▸ **SUPPLIED MATERIAL**:
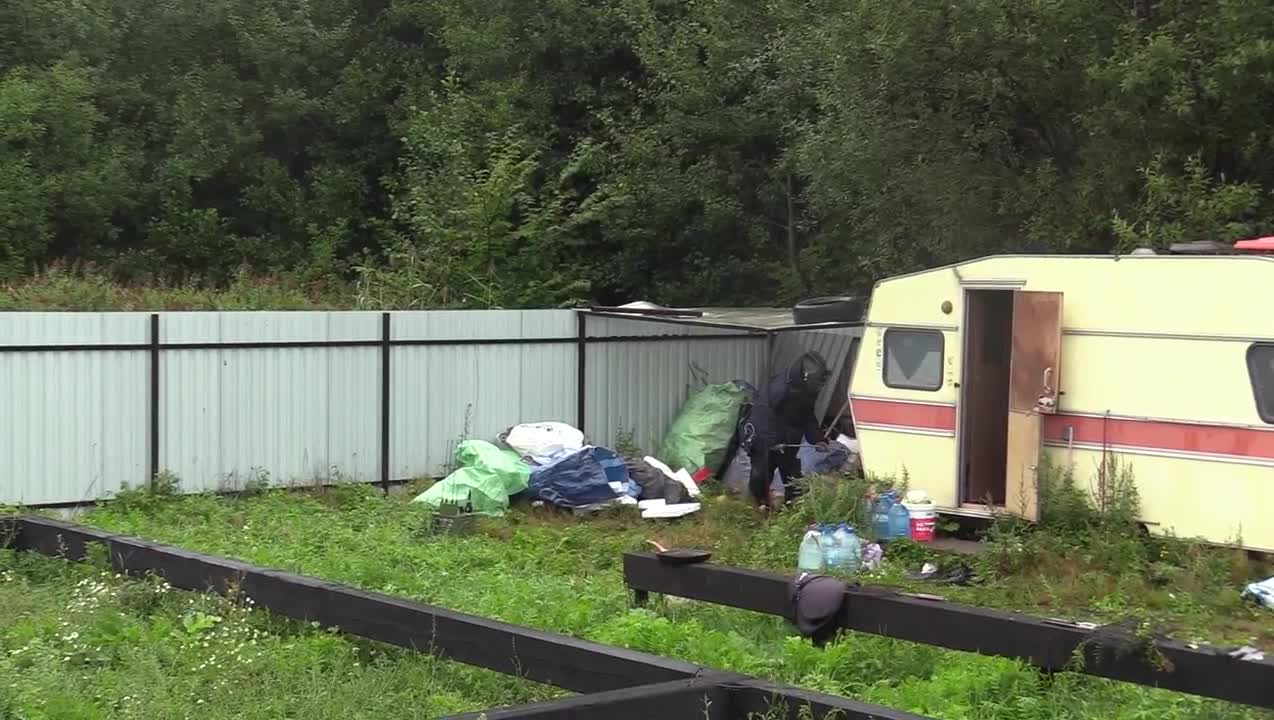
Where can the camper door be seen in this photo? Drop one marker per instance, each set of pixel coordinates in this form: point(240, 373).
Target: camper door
point(1033, 381)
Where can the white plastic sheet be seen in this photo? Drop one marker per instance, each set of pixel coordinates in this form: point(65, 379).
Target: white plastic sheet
point(540, 442)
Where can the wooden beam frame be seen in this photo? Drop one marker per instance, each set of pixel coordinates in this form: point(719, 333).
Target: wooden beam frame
point(542, 656)
point(701, 697)
point(1050, 645)
point(618, 683)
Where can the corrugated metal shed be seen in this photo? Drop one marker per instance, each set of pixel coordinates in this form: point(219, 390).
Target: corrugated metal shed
point(441, 395)
point(78, 422)
point(287, 414)
point(636, 388)
point(74, 424)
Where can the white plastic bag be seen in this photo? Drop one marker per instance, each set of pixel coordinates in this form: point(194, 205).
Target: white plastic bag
point(542, 441)
point(1261, 593)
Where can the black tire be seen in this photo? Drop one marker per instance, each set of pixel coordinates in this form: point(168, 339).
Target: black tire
point(836, 309)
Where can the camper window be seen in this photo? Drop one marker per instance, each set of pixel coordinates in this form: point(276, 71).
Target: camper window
point(1260, 367)
point(914, 360)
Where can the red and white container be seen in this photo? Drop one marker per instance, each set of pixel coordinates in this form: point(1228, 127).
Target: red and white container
point(924, 516)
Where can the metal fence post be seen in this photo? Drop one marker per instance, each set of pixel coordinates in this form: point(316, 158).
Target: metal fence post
point(581, 384)
point(154, 398)
point(385, 402)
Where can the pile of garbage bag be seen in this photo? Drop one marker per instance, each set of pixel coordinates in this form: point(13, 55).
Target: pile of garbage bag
point(486, 478)
point(551, 461)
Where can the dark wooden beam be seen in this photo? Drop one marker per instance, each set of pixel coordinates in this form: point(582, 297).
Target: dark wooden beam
point(771, 701)
point(8, 530)
point(542, 656)
point(702, 698)
point(624, 684)
point(1050, 645)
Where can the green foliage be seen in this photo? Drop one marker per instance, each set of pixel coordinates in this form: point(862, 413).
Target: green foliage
point(421, 153)
point(78, 641)
point(370, 540)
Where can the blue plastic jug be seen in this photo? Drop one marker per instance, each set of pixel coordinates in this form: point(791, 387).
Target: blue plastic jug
point(809, 556)
point(880, 515)
point(900, 521)
point(850, 549)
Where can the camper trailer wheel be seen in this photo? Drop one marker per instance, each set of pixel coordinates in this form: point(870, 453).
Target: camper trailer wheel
point(837, 309)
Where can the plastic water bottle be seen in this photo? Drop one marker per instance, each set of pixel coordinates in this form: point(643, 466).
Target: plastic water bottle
point(880, 516)
point(900, 521)
point(809, 557)
point(831, 547)
point(850, 547)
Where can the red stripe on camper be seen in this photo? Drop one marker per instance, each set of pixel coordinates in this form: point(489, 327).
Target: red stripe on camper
point(1165, 436)
point(920, 416)
point(1162, 435)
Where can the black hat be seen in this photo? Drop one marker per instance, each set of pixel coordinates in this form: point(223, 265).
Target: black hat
point(817, 602)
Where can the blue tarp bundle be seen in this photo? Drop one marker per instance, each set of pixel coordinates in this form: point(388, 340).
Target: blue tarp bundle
point(582, 477)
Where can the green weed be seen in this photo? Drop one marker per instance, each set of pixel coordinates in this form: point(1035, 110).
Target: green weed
point(562, 574)
point(79, 641)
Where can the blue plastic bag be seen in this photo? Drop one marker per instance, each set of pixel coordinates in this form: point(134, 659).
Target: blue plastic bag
point(581, 478)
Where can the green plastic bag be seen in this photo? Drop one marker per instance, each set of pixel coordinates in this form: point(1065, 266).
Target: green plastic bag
point(701, 433)
point(487, 475)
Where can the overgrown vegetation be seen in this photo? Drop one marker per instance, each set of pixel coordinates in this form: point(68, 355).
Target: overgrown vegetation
point(426, 153)
point(79, 642)
point(354, 534)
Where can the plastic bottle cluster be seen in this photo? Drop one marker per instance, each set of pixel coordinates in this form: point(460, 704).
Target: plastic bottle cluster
point(891, 518)
point(830, 547)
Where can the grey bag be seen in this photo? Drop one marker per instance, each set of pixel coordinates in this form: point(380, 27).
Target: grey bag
point(738, 475)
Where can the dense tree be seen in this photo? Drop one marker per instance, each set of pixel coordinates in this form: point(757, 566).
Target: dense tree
point(511, 153)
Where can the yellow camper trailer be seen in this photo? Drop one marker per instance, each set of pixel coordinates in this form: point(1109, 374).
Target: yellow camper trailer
point(967, 374)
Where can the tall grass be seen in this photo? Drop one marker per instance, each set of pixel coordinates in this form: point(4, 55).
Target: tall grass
point(565, 575)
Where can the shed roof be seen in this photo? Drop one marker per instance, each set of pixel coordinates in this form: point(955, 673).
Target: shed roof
point(753, 319)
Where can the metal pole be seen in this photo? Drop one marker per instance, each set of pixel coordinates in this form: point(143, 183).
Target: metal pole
point(581, 384)
point(154, 398)
point(385, 402)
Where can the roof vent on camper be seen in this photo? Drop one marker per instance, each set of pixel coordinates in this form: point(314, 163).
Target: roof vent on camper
point(1202, 247)
point(1256, 245)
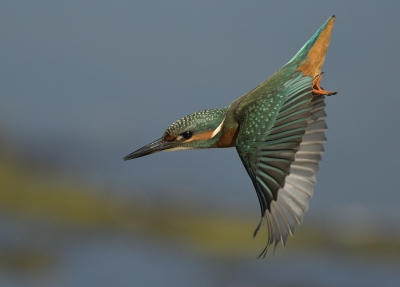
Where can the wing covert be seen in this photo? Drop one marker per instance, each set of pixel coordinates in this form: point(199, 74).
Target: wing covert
point(280, 144)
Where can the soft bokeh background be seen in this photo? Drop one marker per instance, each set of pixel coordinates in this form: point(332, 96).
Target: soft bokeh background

▸ **TASK ITEM**:
Your job is to repeat every entry exactly, keeping all pictures out of the copy.

▸ **SOLUTION**:
Where can the camper door be seen in this photo? Drop one marker per instance, each set of pixel coordinates in this form: point(240, 373).
Target: camper door
point(1033, 381)
Where can the white plastic sheet be seen in this photo? Drop one marker per instance, each set of pixel coordinates in this form: point(65, 379).
Target: white plastic sheet
point(540, 442)
Where can the wooden beam frame be seen in this photo? Drop one marker per instance, each set of pixel coordinates in this form: point(719, 333).
Target: wooden beam frame
point(542, 656)
point(701, 697)
point(1050, 645)
point(618, 683)
Where can the corrugated metal shed be seen in this photo? Drop one marker per instance, each set of pixel coordinates in this form: point(219, 390).
Target: corrugated metal shed
point(441, 395)
point(78, 422)
point(287, 414)
point(636, 388)
point(74, 424)
Where can the white plastic bag be seen in this photo? Drop one marker per instance, each set of pixel coordinates in this form: point(194, 205).
Target: white plastic bag
point(542, 441)
point(1261, 593)
Where can the black tire be seen in this photo? Drop one marker per instance, each set of pixel coordinates in this form: point(168, 339).
Target: black tire
point(836, 309)
Where can the camper window be seen in this photo? Drop one marker per instance, each set of pixel coordinates in this form: point(276, 71).
Target: camper window
point(1260, 367)
point(914, 360)
Where can the red and white container be seen in this photo? Drop one marker per instance, each set of pixel coordinates in this form: point(1228, 127).
Target: red and white container
point(924, 516)
Where can the metal fence post be seen in this photo? Drop one marker per instance, each set of pixel coordinates in this form: point(316, 158).
Target: metal fence post
point(581, 384)
point(154, 398)
point(385, 402)
Where can the pile of garbage bag be seen in this photo? Drop one marker per instance, each set of pixel coordinates in this form: point(13, 55).
Target: pile of garbage bag
point(486, 478)
point(551, 461)
Where can the dark wooden beam be seen in this photo? Drop one marker per instance, each set of pixel coordinates in this form: point(582, 297).
Target: dark wooden beam
point(771, 701)
point(8, 530)
point(542, 656)
point(702, 698)
point(624, 684)
point(1050, 645)
Where can the green foliage be seen in this photo? Drop one marker per instance, each set of pixel coordinates in this form: point(862, 413).
Target: green foliage
point(421, 153)
point(78, 641)
point(370, 540)
Where can the blue plastic jug be seen in this photo? Drop one marker per instance, each set of pixel coordinates in this form: point(791, 387).
Target: blue plastic jug
point(809, 556)
point(880, 515)
point(900, 521)
point(850, 549)
Where can the camper trailer wheel be seen in this photo? Drop one marker per instance, each set of pixel coordinates in this form: point(870, 453).
Target: camper trailer wheel
point(837, 309)
Where can the plastic water bottle be seen in this photo? Drop one marker per instance, each set of pixel coordinates in this form: point(643, 466).
Target: plastic water bottle
point(880, 516)
point(900, 521)
point(809, 557)
point(831, 547)
point(850, 547)
Where can the red stripe on camper be seen in this photo? Drop one marker per instance, each set of pixel coordinates in this form: point(489, 327).
Target: red stripe on camper
point(1165, 436)
point(920, 416)
point(1162, 435)
Where can the black hat be seen in this photo? Drop one marker per instance, each set of pixel coordinates in this form: point(223, 265).
Target: black hat
point(817, 602)
Where can the blue tarp bundle be seen in this photo? Drop one marker per instance, each set of pixel coordinates in this form: point(388, 340).
Target: blue tarp bundle
point(582, 477)
Where can the green weed be seen in this photo? Drop one marker per instance, each set of pixel coordinates in this form: point(1035, 110).
Target: green weed
point(562, 574)
point(79, 641)
Where can the blue plastic bag be seen in this photo? Drop one marker per instance, each set of pixel coordinates in this form: point(134, 659).
Target: blue plastic bag
point(581, 478)
Where can the green plastic bag be seen in this photo? Drop one marker per instance, each set of pixel coordinates in this form: point(1065, 266).
Target: green plastic bag
point(701, 433)
point(487, 475)
Where can the overgrown vegetation be seen in this photo? Drop one marker per instance, each set of pixel coordinates in this form: point(68, 355).
Target: overgrown vegetation
point(426, 153)
point(79, 642)
point(354, 534)
Where can the plastic bottle cluster be seen in this photo? Drop one marker per instance, each set of pixel coordinates in this form: point(460, 704).
Target: plastic bottle cluster
point(891, 518)
point(830, 547)
Where can the grey bag be seen in this photo? Drop one marker per instance, each set of pixel coordinates in this form: point(380, 27).
Target: grey bag
point(738, 475)
Where can the dense tree be seen in this photo? Drop one marker per instance, each set of pixel coordinates in this form: point(757, 566).
Target: dense tree
point(511, 153)
Where can the yellow camper trailer be seen in this photo? Drop one marker per instance, each set of pixel coordinates in this form: point(1109, 374).
Target: yellow camper trailer
point(967, 374)
Where can the tall grass be seen in this photo? Drop one marker per instance, each set of pixel coordinates in this form: point(4, 55).
Target: tall grass
point(565, 575)
Where can the shed roof be seen in this photo? Drop one marker per instance, each set of pixel coordinates in this form: point(955, 673).
Target: shed roof
point(753, 319)
Where can the metal pole be seen in this photo? Drop one marker per instance, each set of pixel coordinates in this form: point(143, 183).
Target: metal pole
point(581, 384)
point(154, 398)
point(385, 402)
Where can the roof vent on camper be seen in this photo? Drop one marker per instance, each set of pixel coordinates in this form: point(314, 163).
Target: roof vent on camper
point(1202, 247)
point(1256, 245)
Where can the wing covert be seen in this photo? Drop one marker per instance, each set of pixel coordinates in this form: point(199, 74).
Target: wing covert
point(280, 144)
Where can the soft bokeh background be seen in this photo? Drop one marker per instance, each set of pixel coordinates in this form: point(332, 96).
Target: soft bokeh background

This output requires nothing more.